### TEXT
┌──

From 1990–91 until 2002–03, Swedish league handball was split into autumn and spring leagues. The eight highest-ranked teams in the autumn edition of the top division, now known as Elitserien, qualified for the spring league whereas the remaining four were relegated to compete in Allsvenskan along with teams from each of the two second-tier Division 1 leagues. In 1994–95, coach Urban Harju led the team to sixth place in the spring league,[8][10] which earned them a spot in the playoffs. However, they lost the quarter-final series.[29] In 1996–97, now with Dragan Mihailovic as coach,[8] they finished fifth in the spring league,[10] but again lost the quarter-final series.[30] The following season, they finished 11th in the league[10] and were relegated after finishing 7th in Allsvenskan.[7]

This relegation was followed by a period of financial trouble for the club. By the end of 2000, it had 2.7 million SEK in debt, and was unable to pay its players and staff. Additionally, in 2002, a former chairman and three board members were charged with tax evasion, being accused of having evaded taxes for payments of 1.7 million SEK between 1995 and 1997. Bankruptcy was a very real possibility for the club. However, the tax evasion trial was cancelled due to one of the suspects, whom the prosecutor believed to hold key information, falling severely ill. By 2003, the club had stabilised its economy and paid its debts.[2] This period was also the club's on-field nadir; they sank as low as the fourth level in the spring of 2000 and the spring of 2002.[7]

Start of resurgence (2007–2014)

└──

### DIRECTIVE A
For each of the following statements about the handball club history, answer yes or no and quote the words of the text that decide it: (i) the team earned a playoff spot in 1994–95; (ii) the tax evasion trial ended in convictions; (iii) the club had paid its debts by 2003.
The listing has no connection to the handball club history.

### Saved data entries
┌──

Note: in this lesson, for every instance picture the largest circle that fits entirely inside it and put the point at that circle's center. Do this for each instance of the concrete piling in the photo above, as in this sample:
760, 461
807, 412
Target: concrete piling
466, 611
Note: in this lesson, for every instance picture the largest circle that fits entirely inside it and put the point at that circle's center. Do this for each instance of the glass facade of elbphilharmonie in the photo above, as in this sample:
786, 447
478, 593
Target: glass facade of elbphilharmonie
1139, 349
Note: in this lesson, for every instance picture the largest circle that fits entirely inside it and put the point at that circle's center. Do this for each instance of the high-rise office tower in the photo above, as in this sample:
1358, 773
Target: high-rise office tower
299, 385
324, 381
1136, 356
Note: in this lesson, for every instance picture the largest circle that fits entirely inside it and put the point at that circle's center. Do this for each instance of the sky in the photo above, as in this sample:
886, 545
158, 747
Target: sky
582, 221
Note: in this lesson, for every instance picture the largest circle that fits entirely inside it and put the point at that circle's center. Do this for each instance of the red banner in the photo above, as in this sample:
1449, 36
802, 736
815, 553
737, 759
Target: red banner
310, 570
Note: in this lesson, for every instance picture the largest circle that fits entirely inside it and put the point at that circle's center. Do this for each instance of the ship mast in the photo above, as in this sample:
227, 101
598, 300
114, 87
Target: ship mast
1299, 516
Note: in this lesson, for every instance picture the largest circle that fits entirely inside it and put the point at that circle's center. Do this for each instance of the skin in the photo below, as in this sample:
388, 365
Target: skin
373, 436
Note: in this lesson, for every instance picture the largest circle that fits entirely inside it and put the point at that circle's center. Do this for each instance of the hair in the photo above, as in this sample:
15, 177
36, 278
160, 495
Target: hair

└──

### DIRECTIVE B
Write out the stretch of the listing from the line containing "of the skin" through the end of the listing, with both ends included.

### TASK RESULT A
(i) Yes: "which earned them a spot in the playoffs"
(ii) No: "the tax evasion trial was cancelled"
(iii) Yes: "By 2003, the club had stabilised its economy and paid its debts."

### TASK RESULT B
Note: in this lesson, for every instance picture the largest circle that fits entirely inside it and put the point at that circle's center. Do this for each instance of the skin in the photo below, as in this sample:
388, 365
Target: skin
373, 436
Note: in this lesson, for every instance picture the largest circle that fits entirely inside it and put the point at that circle's center. Do this for each instance of the hair in the photo above, as in this sample:
15, 177
36, 278
160, 495
Target: hair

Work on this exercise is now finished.